Position identification records

>> Start

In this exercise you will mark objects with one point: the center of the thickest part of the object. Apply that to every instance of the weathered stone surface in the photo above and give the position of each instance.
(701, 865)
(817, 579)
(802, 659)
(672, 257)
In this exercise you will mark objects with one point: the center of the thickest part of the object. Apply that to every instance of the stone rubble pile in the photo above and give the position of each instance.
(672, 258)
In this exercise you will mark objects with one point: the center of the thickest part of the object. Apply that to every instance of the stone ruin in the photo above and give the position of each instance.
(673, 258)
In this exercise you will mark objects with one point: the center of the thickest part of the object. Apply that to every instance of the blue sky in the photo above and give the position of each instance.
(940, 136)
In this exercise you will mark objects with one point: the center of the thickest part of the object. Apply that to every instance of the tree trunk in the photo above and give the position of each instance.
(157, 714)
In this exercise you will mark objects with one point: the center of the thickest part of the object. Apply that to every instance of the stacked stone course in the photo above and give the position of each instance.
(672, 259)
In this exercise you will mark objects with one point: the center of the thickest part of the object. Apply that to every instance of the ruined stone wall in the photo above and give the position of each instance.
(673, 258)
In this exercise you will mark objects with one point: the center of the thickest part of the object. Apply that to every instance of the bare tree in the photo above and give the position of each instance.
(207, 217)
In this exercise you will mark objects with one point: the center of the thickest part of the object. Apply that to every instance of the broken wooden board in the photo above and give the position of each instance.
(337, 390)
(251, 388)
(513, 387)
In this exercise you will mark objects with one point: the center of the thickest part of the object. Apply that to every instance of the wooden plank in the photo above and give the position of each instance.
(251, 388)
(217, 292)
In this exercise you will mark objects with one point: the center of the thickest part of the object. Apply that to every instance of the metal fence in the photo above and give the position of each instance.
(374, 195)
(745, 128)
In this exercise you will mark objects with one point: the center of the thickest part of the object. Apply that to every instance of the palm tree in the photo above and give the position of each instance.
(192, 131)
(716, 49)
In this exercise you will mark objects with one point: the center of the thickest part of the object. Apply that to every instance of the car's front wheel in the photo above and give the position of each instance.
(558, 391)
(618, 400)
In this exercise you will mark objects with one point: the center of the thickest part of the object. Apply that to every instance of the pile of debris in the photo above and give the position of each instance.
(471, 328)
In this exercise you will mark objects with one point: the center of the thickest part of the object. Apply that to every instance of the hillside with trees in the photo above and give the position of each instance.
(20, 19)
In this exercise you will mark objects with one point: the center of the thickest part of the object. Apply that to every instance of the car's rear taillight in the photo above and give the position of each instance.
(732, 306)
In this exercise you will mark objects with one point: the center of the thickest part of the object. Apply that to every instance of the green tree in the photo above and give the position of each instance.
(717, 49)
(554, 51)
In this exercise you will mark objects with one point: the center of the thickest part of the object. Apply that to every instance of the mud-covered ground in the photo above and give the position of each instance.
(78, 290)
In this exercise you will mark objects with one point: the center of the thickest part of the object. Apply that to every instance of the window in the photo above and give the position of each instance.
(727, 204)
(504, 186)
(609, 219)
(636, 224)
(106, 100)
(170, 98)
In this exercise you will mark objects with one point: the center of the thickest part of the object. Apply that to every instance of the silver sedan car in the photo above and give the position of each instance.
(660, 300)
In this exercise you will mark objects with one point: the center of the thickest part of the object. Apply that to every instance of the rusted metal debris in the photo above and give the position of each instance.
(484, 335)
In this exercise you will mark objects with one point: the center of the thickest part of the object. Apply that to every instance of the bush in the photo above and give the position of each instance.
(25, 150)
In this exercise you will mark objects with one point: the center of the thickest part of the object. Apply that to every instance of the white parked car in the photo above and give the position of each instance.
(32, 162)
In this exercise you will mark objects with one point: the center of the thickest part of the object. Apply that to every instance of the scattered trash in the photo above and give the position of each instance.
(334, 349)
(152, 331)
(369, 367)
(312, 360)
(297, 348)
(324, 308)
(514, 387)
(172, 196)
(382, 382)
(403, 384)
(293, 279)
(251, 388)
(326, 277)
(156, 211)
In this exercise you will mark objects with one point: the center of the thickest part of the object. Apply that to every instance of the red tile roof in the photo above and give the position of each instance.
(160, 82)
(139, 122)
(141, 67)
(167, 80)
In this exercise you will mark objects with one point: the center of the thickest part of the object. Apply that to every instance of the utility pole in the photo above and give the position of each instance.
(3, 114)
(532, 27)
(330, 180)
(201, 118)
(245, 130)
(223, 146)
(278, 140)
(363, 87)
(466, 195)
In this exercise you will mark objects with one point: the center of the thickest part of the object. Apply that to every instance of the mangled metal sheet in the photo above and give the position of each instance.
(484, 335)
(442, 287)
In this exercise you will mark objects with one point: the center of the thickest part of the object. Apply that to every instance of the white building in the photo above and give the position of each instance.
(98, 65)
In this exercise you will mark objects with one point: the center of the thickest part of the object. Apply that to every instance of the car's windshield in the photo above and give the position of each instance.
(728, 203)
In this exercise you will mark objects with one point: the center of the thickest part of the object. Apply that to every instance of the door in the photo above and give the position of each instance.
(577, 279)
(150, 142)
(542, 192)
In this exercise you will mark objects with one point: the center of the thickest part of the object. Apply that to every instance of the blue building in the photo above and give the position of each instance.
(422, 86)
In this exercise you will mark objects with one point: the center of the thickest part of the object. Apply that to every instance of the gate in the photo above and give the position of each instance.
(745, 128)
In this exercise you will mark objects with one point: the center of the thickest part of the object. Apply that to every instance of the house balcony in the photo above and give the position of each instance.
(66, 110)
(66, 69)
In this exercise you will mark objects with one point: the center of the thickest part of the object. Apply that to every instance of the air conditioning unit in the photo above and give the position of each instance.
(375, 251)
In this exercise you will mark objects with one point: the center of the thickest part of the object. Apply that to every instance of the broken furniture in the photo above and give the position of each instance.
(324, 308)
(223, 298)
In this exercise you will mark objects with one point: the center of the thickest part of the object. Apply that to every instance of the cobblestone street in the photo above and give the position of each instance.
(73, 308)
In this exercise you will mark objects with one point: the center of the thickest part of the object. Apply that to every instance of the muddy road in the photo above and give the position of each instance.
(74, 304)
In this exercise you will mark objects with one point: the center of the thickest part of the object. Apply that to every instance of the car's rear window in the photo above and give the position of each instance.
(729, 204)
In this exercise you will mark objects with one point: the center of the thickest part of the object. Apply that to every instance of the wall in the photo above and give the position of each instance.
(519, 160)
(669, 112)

>> End

* [Stated task]:
Exactly as written, give again every line from the one containing "of the muddy" through the last line of the material above, and no other lines.

* [Complete response]:
In this exercise you will mark objects with one point: the center of the thickest part of the object. Apply that to every instance of the muddy road in the photo above and give the position of each instance.
(74, 304)
In this exercise you will mark objects with one point: the center of the thickest part of the object. Apply that to every instance of the car's rear window in the photo above and give the position of each instance.
(729, 204)
In this exercise you will mark objects with one point: the center of the thickest part of the object. Apply that to every instance of the wall in the photo above and give the position of each instance.
(519, 160)
(669, 112)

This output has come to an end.